%%
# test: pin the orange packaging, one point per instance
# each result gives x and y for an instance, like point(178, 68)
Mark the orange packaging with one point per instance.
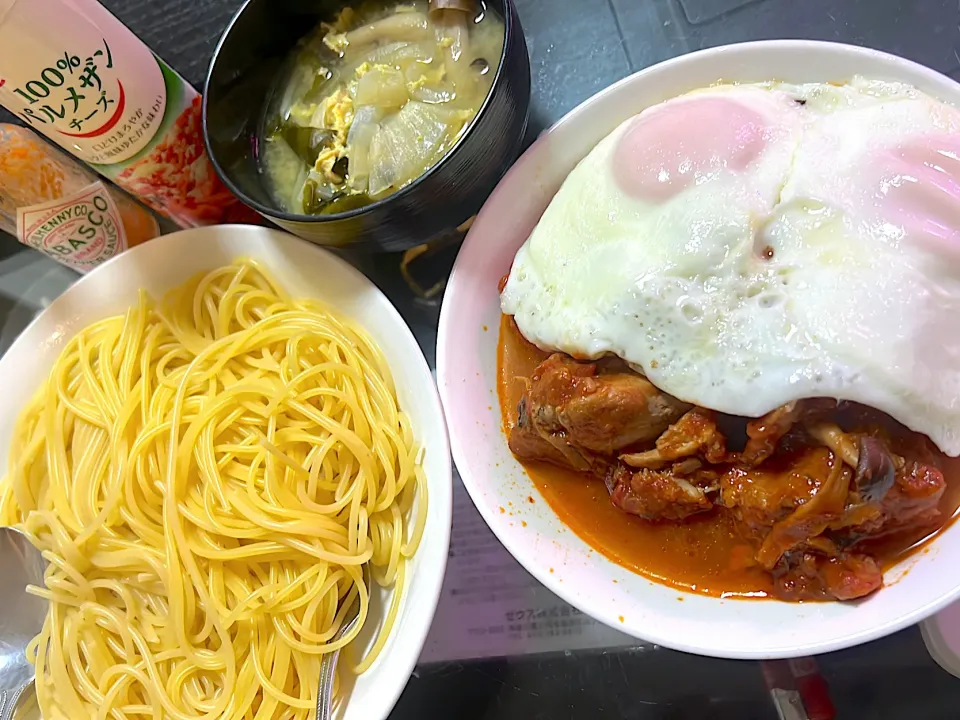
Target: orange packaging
point(52, 203)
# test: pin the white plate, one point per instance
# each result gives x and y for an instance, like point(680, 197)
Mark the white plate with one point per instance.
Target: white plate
point(304, 270)
point(466, 371)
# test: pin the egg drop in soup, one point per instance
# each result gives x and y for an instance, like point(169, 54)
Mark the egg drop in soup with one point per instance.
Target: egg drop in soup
point(374, 98)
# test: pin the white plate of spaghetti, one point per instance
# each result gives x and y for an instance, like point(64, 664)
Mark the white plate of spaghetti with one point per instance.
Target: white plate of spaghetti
point(210, 437)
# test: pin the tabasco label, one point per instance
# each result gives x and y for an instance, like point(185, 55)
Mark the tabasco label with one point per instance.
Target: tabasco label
point(72, 71)
point(81, 231)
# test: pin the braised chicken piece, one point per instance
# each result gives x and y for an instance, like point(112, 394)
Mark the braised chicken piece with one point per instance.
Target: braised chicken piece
point(812, 575)
point(764, 433)
point(761, 497)
point(581, 412)
point(667, 494)
point(815, 484)
point(694, 434)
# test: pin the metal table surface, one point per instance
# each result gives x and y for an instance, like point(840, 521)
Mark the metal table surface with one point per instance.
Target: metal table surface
point(578, 47)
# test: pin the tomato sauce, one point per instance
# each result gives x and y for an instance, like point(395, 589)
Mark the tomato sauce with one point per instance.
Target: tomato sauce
point(703, 554)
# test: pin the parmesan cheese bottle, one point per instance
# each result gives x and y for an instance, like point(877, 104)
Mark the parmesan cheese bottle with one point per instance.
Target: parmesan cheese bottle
point(72, 71)
point(53, 204)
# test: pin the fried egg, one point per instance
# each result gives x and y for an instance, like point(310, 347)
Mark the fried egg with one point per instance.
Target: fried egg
point(748, 245)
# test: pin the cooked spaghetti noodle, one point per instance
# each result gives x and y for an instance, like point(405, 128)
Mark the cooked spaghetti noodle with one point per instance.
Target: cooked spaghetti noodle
point(207, 478)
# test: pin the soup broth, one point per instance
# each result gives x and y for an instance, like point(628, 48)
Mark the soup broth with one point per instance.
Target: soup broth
point(375, 98)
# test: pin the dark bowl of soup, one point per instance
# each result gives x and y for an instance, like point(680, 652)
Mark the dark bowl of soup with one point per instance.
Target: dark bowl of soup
point(372, 125)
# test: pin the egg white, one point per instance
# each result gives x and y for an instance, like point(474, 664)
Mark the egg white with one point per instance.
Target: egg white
point(749, 289)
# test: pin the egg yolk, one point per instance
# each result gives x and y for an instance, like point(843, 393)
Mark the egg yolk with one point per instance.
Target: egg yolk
point(677, 145)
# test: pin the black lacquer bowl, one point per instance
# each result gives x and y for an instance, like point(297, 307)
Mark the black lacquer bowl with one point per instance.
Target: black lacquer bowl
point(243, 74)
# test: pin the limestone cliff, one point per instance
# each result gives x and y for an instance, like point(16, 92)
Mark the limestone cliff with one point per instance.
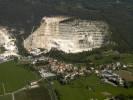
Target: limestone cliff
point(68, 34)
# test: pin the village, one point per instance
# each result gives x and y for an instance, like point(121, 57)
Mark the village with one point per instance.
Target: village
point(66, 72)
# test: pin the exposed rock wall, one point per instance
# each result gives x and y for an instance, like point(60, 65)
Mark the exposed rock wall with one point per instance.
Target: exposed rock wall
point(68, 35)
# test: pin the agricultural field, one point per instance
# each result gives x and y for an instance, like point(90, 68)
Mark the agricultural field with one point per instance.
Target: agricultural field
point(40, 93)
point(7, 97)
point(14, 76)
point(86, 88)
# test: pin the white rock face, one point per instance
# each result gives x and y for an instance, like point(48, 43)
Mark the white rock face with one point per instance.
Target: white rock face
point(8, 43)
point(68, 35)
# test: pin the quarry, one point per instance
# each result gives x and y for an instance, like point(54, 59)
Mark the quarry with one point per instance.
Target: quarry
point(67, 34)
point(8, 43)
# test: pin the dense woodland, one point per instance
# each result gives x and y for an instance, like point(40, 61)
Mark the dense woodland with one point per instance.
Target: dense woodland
point(24, 14)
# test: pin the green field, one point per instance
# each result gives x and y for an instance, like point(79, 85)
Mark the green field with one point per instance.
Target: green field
point(33, 94)
point(88, 87)
point(15, 76)
point(7, 97)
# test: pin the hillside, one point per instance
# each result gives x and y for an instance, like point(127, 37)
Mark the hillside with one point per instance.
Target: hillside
point(24, 14)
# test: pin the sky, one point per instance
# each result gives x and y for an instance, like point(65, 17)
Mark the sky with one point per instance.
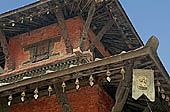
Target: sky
point(149, 17)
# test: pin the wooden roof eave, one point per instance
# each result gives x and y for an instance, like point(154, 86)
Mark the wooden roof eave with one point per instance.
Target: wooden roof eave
point(144, 51)
point(128, 21)
point(24, 8)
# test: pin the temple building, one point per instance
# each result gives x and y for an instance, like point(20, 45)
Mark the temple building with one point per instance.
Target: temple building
point(78, 56)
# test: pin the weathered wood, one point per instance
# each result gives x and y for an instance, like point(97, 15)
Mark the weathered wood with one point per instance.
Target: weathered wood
point(98, 45)
point(85, 67)
point(63, 27)
point(123, 88)
point(4, 105)
point(128, 21)
point(62, 98)
point(158, 106)
point(9, 61)
point(87, 26)
point(100, 34)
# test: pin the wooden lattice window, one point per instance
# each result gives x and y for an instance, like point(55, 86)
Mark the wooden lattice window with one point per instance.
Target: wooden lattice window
point(41, 50)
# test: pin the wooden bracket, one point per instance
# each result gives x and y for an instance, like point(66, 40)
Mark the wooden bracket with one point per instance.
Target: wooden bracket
point(4, 105)
point(9, 62)
point(62, 98)
point(64, 32)
point(87, 26)
point(123, 88)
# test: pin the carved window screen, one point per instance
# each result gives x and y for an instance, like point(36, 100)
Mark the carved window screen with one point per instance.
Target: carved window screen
point(41, 50)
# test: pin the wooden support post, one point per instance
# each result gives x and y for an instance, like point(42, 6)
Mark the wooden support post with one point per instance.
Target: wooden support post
point(123, 88)
point(63, 27)
point(9, 62)
point(62, 98)
point(4, 105)
point(100, 34)
point(87, 26)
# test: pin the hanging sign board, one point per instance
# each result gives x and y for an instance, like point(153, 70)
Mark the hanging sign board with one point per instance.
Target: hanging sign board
point(143, 83)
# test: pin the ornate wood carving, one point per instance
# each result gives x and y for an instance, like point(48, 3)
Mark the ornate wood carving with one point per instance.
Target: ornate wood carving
point(64, 32)
point(62, 98)
point(41, 50)
point(158, 106)
point(123, 88)
point(9, 61)
point(3, 105)
point(87, 26)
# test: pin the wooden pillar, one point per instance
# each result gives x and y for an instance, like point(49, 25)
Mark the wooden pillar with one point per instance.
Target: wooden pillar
point(62, 98)
point(87, 26)
point(4, 105)
point(123, 88)
point(9, 61)
point(63, 27)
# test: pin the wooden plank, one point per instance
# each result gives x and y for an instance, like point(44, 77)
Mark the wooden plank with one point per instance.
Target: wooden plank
point(64, 32)
point(9, 61)
point(36, 4)
point(98, 45)
point(128, 22)
point(87, 26)
point(4, 105)
point(100, 34)
point(123, 88)
point(113, 59)
point(62, 98)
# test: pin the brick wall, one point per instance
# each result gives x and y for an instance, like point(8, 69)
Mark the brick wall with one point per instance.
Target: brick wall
point(16, 44)
point(86, 99)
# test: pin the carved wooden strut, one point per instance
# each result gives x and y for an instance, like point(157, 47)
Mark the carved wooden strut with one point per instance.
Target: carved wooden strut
point(123, 89)
point(87, 25)
point(9, 62)
point(64, 32)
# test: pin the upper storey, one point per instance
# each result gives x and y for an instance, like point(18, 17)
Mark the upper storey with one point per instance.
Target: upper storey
point(111, 30)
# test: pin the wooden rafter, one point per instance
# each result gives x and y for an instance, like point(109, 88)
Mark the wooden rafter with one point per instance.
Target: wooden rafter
point(62, 98)
point(3, 105)
point(99, 45)
point(100, 34)
point(61, 73)
point(87, 26)
point(9, 61)
point(124, 37)
point(123, 88)
point(64, 32)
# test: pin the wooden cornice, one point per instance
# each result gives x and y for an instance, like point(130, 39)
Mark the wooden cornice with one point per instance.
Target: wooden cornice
point(142, 52)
%%
Consigne >> Renomme "white plate" en "dinner plate" dans tout ce qui va du début du matériel jusqu'à la ligne contenant "point(466, 371)" incluse, et redonne ces lignes sans rien changer d'autre. Laisse les images de côté.

Résultat >>
# test: pin the orange packaging, one point per instance
# each result gives x and y for an instance, like point(178, 68)
Mark the orange packaging with one point per instance.
Target: orange packaging
point(52, 203)
# test: pin the dinner plate, one point per instance
# each result gives x and y for an instance, like point(680, 197)
Mark the dinner plate with one point per instance.
Target: dinner plate
point(304, 270)
point(466, 371)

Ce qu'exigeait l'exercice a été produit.